### SELECTION

[Cryptography] Tamper-evident cryptographic systems

Jerry Leichter leichter at lrw.com
Fri Mar 21 16:10:33 EDT 2014


So Snowden revealed the extent to which the Internet had been infiltrated and compromised, and now many are rushing off to form a "more secure" Internet.  Imagine it's five years from now.  TLS with PFS is essentially universal for all Web services.  The big guys have strongly encrypted all their internal links.  Data at rest is encrypted.  Etc.

Are we really secure?  Or are we just waiting for the next Snowden to reveal another layer of infiltration that we never suspected - just as we never suspected things like, say, the Quantum XXX series of attacks?  Is there some way we can reasonably raise our level of confidence that certain things are *not* going on?

Let's bound those "things" a bit better.  It's unrealistic to think that targeted attacks against even hundreds of thousands of individuals can be stopped.  There are too many ways to compromise hardware, software, people, environments.  (Sure, your computer is completely secure, but video cameras are pointed at you, your screen, your keyboard....)  So let's limit it to *mass* surveillance.

Perry resurrected this list after a long hiatus with the challenge to develop new systems secure again such attacks.  I think we have some idea how to accomplish this kind of thing.  But ... one thing we really must learn from the Snowden experience is that even apparently secure systems can be attacked by a well-funded, motivated attacker.  You can't just introduce a new system and walk away saying "it's done".  You also need an active defense.

So ... how might one build "tamper evident cryptographic systems"?  Are there collections of sensitive signals of possible attacks that can be tracked to provide an early warning - even if no individual signal has a sufficiently low false positive/false negative rate?  Are there ways to construct "honey pots" that will attract attackers to systems specially configured to notice they are there?

######

## WHAT TO DO
Continue the message above on tamper-evident cryptographic systems, picking up right after its last sentence.

### MATERIAL PROVIDED

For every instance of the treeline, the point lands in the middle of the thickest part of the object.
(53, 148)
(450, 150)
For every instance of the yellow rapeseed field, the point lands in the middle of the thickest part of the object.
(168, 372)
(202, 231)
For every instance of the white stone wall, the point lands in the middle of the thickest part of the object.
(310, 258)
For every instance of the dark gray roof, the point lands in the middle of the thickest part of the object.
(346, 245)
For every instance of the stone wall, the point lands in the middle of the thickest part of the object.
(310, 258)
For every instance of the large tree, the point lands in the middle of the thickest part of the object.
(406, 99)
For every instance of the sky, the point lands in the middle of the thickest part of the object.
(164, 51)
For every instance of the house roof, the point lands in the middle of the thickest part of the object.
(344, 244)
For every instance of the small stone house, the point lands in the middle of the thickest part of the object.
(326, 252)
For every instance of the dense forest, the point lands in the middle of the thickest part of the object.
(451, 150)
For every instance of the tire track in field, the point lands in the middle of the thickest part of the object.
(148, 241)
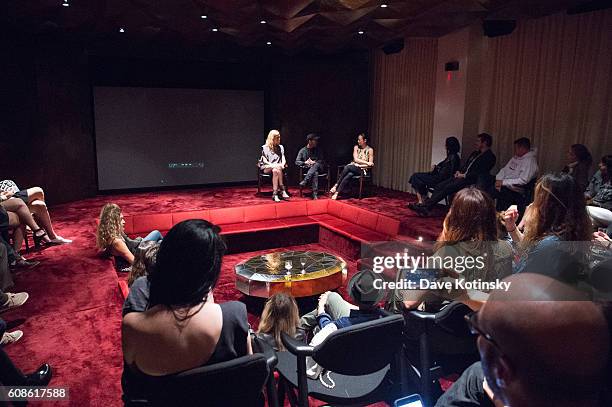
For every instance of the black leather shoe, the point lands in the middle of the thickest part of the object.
(41, 377)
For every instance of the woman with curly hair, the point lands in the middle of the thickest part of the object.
(112, 240)
(556, 228)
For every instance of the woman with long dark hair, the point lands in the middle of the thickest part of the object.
(183, 328)
(445, 169)
(579, 166)
(555, 228)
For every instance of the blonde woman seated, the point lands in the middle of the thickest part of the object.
(31, 200)
(363, 160)
(280, 314)
(112, 240)
(273, 161)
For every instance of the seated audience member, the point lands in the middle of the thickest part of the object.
(312, 158)
(333, 309)
(599, 195)
(510, 181)
(558, 214)
(579, 167)
(280, 314)
(477, 166)
(8, 221)
(273, 161)
(182, 328)
(10, 375)
(469, 231)
(34, 198)
(542, 343)
(112, 240)
(363, 160)
(445, 169)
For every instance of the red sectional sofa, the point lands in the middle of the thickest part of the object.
(352, 222)
(345, 225)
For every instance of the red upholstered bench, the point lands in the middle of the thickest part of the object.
(355, 223)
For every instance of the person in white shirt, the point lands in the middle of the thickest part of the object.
(511, 180)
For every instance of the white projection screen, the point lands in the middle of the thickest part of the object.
(153, 137)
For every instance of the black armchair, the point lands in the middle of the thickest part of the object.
(374, 375)
(362, 179)
(303, 169)
(438, 344)
(237, 382)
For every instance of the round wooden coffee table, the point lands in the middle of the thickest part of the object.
(268, 274)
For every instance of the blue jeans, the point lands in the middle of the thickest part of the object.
(154, 236)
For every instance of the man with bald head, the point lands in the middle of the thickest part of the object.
(542, 343)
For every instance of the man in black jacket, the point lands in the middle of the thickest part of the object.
(310, 157)
(476, 168)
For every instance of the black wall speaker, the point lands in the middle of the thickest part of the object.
(394, 46)
(497, 28)
(451, 66)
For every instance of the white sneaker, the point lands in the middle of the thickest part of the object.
(14, 301)
(59, 240)
(11, 337)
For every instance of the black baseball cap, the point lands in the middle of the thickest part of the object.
(361, 288)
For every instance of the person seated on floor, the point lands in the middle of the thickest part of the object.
(543, 343)
(138, 279)
(511, 180)
(182, 328)
(273, 161)
(34, 198)
(10, 375)
(475, 169)
(599, 195)
(311, 157)
(556, 229)
(445, 169)
(469, 231)
(579, 167)
(280, 314)
(363, 160)
(11, 220)
(333, 309)
(111, 239)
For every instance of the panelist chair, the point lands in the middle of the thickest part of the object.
(363, 361)
(237, 382)
(262, 178)
(361, 179)
(438, 344)
(303, 169)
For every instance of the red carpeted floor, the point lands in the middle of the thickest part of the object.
(72, 319)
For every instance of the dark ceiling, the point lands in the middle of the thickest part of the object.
(292, 26)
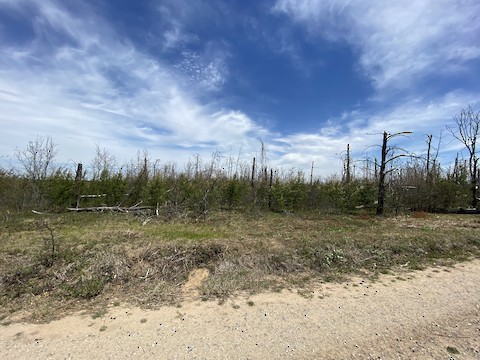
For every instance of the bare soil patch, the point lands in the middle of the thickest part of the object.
(429, 314)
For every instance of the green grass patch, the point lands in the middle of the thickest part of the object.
(103, 256)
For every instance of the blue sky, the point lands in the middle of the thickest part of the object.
(185, 77)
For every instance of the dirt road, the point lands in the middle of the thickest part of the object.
(430, 314)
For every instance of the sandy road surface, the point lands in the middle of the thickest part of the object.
(430, 314)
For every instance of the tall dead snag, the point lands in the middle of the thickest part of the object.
(467, 131)
(78, 183)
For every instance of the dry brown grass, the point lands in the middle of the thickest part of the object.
(112, 258)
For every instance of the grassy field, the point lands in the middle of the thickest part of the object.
(55, 264)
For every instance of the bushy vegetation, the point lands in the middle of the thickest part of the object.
(70, 260)
(175, 192)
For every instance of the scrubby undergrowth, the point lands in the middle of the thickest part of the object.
(51, 264)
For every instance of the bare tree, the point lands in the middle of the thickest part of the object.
(37, 158)
(467, 132)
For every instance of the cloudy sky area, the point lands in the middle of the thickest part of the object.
(184, 77)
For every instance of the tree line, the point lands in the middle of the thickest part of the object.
(396, 181)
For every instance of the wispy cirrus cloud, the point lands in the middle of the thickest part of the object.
(396, 41)
(92, 87)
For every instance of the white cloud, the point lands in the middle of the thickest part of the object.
(93, 88)
(396, 41)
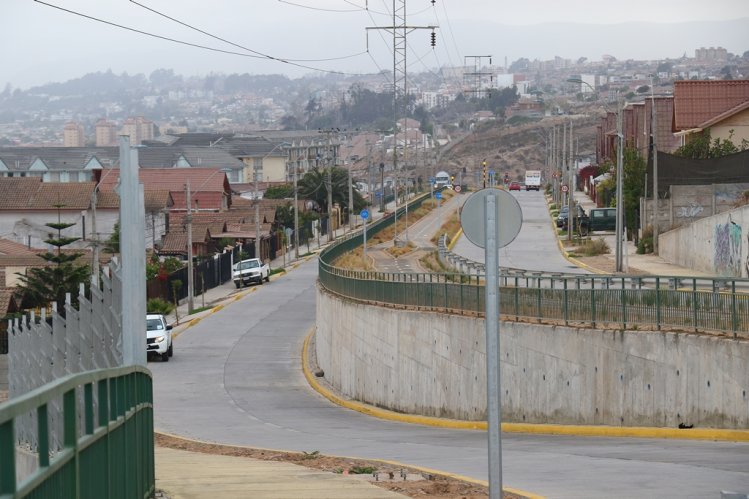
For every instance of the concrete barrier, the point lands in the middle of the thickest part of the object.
(433, 364)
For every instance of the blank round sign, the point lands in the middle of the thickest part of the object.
(509, 217)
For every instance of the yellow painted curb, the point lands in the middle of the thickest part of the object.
(540, 429)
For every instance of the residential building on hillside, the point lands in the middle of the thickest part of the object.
(106, 133)
(138, 129)
(72, 135)
(720, 105)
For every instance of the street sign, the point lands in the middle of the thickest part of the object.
(509, 217)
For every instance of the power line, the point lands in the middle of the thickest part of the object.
(281, 59)
(318, 8)
(189, 44)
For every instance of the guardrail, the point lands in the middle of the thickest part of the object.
(650, 302)
(110, 455)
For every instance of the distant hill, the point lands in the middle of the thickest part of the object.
(633, 40)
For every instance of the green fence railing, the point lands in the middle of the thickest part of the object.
(110, 456)
(652, 302)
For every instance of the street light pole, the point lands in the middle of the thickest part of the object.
(190, 278)
(619, 185)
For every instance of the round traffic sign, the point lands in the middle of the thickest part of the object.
(509, 217)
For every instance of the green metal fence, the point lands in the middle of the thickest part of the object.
(652, 302)
(110, 456)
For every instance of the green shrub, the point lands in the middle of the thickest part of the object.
(159, 306)
(593, 247)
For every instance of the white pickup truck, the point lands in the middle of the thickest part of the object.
(250, 270)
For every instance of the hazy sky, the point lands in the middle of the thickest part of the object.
(39, 43)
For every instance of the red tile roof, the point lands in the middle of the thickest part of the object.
(32, 194)
(8, 247)
(698, 102)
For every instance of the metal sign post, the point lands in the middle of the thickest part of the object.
(491, 218)
(365, 215)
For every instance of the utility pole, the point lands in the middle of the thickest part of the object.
(190, 277)
(572, 214)
(654, 129)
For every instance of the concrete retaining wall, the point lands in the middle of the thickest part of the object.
(717, 245)
(434, 364)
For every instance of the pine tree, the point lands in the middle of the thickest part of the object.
(42, 286)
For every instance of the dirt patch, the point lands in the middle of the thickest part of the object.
(403, 480)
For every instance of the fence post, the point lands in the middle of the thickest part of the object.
(566, 312)
(658, 303)
(734, 318)
(694, 302)
(624, 305)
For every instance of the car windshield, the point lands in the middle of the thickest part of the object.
(154, 325)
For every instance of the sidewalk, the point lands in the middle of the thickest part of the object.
(645, 264)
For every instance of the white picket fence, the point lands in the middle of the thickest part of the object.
(43, 349)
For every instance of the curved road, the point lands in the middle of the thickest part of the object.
(534, 249)
(235, 378)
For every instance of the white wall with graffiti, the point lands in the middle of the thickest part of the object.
(717, 245)
(688, 203)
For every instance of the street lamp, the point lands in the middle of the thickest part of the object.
(619, 176)
(188, 221)
(256, 196)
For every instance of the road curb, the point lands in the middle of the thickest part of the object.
(540, 429)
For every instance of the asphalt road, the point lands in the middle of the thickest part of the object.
(534, 249)
(235, 378)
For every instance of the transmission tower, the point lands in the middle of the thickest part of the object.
(400, 30)
(475, 79)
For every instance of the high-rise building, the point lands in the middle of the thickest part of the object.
(106, 133)
(72, 135)
(139, 129)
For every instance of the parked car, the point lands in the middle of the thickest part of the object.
(159, 337)
(603, 219)
(250, 270)
(564, 212)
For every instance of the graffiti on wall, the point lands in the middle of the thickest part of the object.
(727, 257)
(690, 211)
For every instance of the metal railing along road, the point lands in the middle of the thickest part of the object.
(650, 302)
(110, 456)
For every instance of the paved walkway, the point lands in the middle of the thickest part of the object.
(646, 263)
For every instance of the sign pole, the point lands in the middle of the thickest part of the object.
(492, 348)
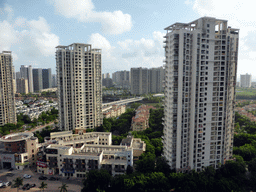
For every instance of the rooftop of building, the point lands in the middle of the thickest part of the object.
(87, 153)
(17, 137)
(54, 146)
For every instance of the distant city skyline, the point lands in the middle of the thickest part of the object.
(130, 33)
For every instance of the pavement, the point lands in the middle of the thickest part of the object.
(74, 184)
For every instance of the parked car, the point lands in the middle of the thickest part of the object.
(52, 179)
(26, 176)
(43, 178)
(8, 183)
(26, 186)
(32, 185)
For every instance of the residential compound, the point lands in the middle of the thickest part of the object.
(113, 111)
(140, 120)
(121, 79)
(79, 86)
(200, 79)
(7, 99)
(22, 85)
(47, 78)
(144, 81)
(20, 150)
(73, 155)
(245, 80)
(34, 79)
(26, 73)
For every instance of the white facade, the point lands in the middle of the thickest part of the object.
(7, 99)
(79, 86)
(26, 73)
(245, 80)
(75, 154)
(201, 67)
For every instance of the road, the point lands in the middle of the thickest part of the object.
(124, 101)
(74, 184)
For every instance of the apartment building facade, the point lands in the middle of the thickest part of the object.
(79, 86)
(121, 79)
(47, 78)
(37, 79)
(20, 150)
(245, 80)
(144, 81)
(22, 86)
(26, 72)
(200, 79)
(7, 98)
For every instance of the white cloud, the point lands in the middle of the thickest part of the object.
(29, 40)
(240, 14)
(8, 36)
(130, 53)
(83, 10)
(33, 37)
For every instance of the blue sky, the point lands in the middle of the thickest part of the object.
(130, 33)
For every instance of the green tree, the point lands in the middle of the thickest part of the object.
(63, 187)
(43, 186)
(97, 180)
(18, 182)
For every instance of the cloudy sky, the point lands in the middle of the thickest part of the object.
(130, 33)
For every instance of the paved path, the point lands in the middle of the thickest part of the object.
(74, 184)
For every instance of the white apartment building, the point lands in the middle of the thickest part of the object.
(245, 80)
(201, 67)
(26, 73)
(7, 98)
(79, 86)
(139, 81)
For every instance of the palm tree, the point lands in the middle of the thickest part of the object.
(18, 182)
(63, 187)
(43, 186)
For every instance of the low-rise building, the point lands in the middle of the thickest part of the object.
(114, 111)
(20, 150)
(73, 155)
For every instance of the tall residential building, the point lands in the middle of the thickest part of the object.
(105, 75)
(7, 99)
(107, 82)
(54, 80)
(144, 81)
(26, 73)
(245, 80)
(155, 80)
(22, 86)
(47, 78)
(37, 79)
(200, 79)
(139, 81)
(122, 78)
(79, 86)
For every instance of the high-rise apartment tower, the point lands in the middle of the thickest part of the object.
(245, 80)
(201, 67)
(26, 73)
(7, 98)
(79, 86)
(47, 78)
(38, 79)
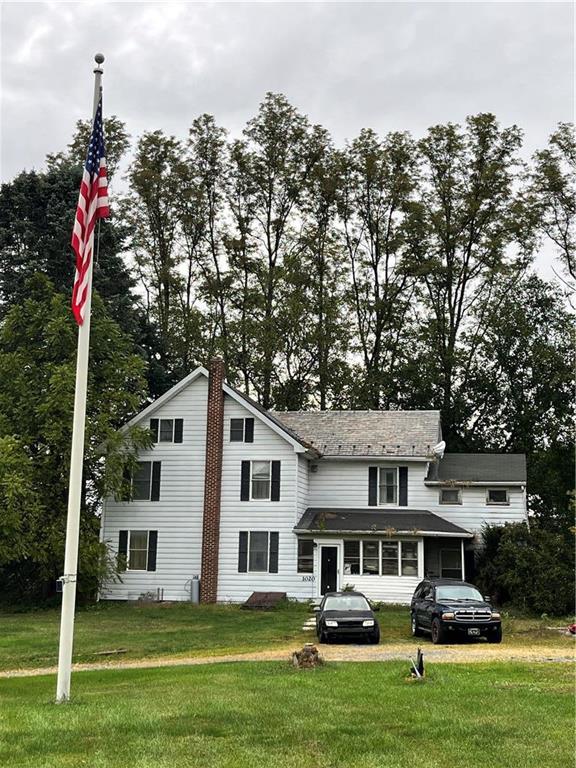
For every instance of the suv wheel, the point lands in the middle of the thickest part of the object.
(438, 632)
(416, 631)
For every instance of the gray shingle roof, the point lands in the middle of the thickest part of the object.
(393, 521)
(365, 433)
(480, 468)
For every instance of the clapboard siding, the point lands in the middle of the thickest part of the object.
(280, 516)
(345, 484)
(177, 516)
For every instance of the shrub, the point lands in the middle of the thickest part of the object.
(531, 568)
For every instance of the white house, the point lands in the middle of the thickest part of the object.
(299, 502)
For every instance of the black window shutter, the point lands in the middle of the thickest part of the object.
(403, 486)
(275, 489)
(243, 552)
(122, 550)
(245, 482)
(273, 562)
(152, 549)
(372, 486)
(127, 484)
(155, 494)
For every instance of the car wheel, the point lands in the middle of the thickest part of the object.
(438, 632)
(495, 637)
(416, 631)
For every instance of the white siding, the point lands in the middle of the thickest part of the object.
(178, 515)
(345, 484)
(280, 516)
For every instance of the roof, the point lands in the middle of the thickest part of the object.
(479, 468)
(270, 416)
(365, 433)
(394, 522)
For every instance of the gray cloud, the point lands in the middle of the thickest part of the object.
(389, 66)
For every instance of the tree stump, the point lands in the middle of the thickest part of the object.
(307, 658)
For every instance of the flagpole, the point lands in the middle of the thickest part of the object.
(68, 580)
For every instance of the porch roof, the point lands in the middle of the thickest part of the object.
(393, 522)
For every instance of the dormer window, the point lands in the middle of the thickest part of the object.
(388, 486)
(450, 496)
(166, 430)
(242, 430)
(498, 496)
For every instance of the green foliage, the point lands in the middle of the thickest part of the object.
(532, 568)
(37, 375)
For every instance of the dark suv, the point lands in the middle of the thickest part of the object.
(448, 609)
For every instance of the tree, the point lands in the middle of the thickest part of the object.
(552, 196)
(465, 239)
(37, 375)
(378, 180)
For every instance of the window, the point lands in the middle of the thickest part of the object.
(141, 481)
(409, 551)
(388, 486)
(146, 481)
(258, 552)
(370, 556)
(450, 496)
(137, 550)
(497, 496)
(166, 430)
(351, 558)
(305, 556)
(381, 558)
(241, 430)
(260, 480)
(450, 564)
(389, 558)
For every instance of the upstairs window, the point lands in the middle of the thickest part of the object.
(497, 496)
(241, 430)
(166, 430)
(388, 486)
(260, 480)
(305, 556)
(450, 496)
(145, 482)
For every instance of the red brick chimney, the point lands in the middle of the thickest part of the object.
(212, 482)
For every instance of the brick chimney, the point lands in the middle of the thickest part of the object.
(212, 482)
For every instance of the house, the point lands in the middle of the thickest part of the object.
(299, 502)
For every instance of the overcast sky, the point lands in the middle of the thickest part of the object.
(388, 66)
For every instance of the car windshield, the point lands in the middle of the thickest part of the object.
(346, 603)
(457, 592)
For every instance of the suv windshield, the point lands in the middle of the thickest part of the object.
(457, 592)
(346, 603)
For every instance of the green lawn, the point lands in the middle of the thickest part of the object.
(147, 630)
(153, 630)
(254, 715)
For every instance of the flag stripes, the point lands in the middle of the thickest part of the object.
(92, 205)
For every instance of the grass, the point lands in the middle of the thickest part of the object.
(178, 629)
(147, 630)
(263, 715)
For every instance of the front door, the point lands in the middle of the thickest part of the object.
(329, 570)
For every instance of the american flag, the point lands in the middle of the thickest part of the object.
(92, 205)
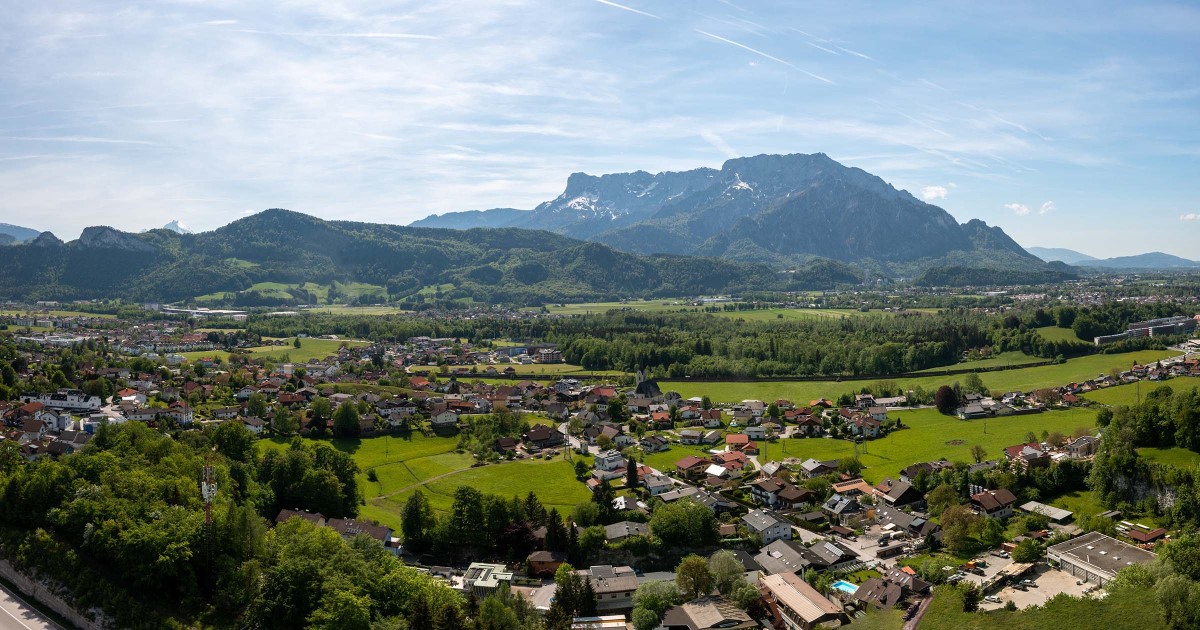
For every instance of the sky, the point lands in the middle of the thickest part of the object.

######

## EXERCISE RESULT
Clearly, thinking about this kind of thing is part of classic espionage tradecraft - see the classic stories about England allowing German bombers to do major damage to avoid leaking the fact that Enigma had been broken.  I'm sure NSA does something to watch for success in attacks against its systems.  (Of course, Snowden is a particularly spectacular example of a failure of such measures.)

I can think of some very simple examples of this kind of thing, but nothing really broad or effective.  This seems to be an under-explored area in general. I recall seeing some work on forgery-revealing signature systems a couple of years back.  (The basic idea was that each time you sign, you modify your signature in one a number of possible ways chosen at random.  All the choices produce a valid "next" signature.  If someone steals you signature, his random choices won't match yours, and the two "signature streams" will soon diverge.  The existence of two distinct signature streams for a given signature is detectable.)

Suggestions?
                                                        -- Jerry

-------------- next part --------------
A non-text attachment was scrubbed...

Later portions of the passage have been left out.